__Task description__:
Nothing in the records may be changed; reproduce all of them.

__Input for this task__:
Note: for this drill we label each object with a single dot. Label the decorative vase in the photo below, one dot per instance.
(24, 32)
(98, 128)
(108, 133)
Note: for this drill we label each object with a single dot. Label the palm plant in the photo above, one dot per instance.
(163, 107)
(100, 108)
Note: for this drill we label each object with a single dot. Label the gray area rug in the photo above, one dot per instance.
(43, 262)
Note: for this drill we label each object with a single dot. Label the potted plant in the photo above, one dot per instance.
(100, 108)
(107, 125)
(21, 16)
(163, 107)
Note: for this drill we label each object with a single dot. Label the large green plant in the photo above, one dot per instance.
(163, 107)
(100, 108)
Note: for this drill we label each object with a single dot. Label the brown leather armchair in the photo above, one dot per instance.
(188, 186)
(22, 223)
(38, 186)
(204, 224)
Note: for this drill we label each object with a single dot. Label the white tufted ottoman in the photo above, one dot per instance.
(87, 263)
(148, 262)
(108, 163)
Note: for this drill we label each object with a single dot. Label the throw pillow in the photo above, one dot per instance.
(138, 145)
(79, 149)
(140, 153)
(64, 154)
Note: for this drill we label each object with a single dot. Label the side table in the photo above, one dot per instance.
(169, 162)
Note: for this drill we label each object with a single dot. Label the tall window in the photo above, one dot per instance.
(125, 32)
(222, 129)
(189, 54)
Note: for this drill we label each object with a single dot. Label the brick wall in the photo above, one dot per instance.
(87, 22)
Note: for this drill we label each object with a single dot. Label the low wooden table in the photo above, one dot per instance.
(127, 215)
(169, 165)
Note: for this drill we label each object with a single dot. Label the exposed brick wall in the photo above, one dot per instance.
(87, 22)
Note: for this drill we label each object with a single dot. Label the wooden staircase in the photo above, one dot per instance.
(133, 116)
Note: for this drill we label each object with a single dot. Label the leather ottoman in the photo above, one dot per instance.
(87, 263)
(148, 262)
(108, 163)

__Output for this exercise__:
Note: for this drill we label each object with a single dot. Label the decorative vase in the photo below, one dot per instance.
(24, 32)
(98, 128)
(108, 133)
Note: for this drill we label each object with a single dot. Label the palm plant in the photo above, one dot per instance.
(163, 107)
(100, 108)
Note: for this drill we label each object with a single dot. Label the gray area rug in the photo above, one dot per instance.
(43, 262)
Note: for this drill we label each object with a single dot. Label the potted plant in the photo above, one dot per instance.
(100, 108)
(107, 125)
(21, 16)
(163, 107)
Note: for this drill we label each object with a single dot. Label the large green plant in the photo above, one dot per instance.
(163, 107)
(100, 108)
Note: for this drill we label each object with a single dot. Label the brown leather armchair in the photo above, one dot per instance.
(188, 186)
(22, 223)
(38, 186)
(204, 224)
Note: for this drill we label each object with a single dot. Label the white tufted ottoman in the photo above, one dot per instance.
(87, 263)
(148, 262)
(108, 163)
Note: for this drill we label each object with a single dot. Label the throw pillow in the photo above, one dot per instance.
(138, 145)
(79, 149)
(140, 153)
(64, 154)
Note: for this drill we label each object with a single dot. Label the side table in the photo above, one dot per instance.
(169, 162)
Note: for this drill we label each object with a single dot. Label the tall window in the photo above, one dot per instance.
(125, 32)
(222, 129)
(189, 54)
Note: for this drill we label each object with a single dot. Label the brick wall in the photo above, one dot per instance.
(87, 22)
Note: for this drill we label each object with a single dot. Label the low wooden table in the photo above, one dot per instance.
(127, 215)
(169, 165)
Note: for this drill we label each object with a single dot. Label the exposed brick wall in the photo above, one dot per instance.
(87, 22)
Note: for this drill we label each object with a single dot. Label the wooden staircase in the photo above, one dot per instance.
(133, 116)
Note: for this drill we label each object with a single dot. Label the leather ottoman in the photo above, one dot per instance.
(87, 263)
(148, 262)
(108, 163)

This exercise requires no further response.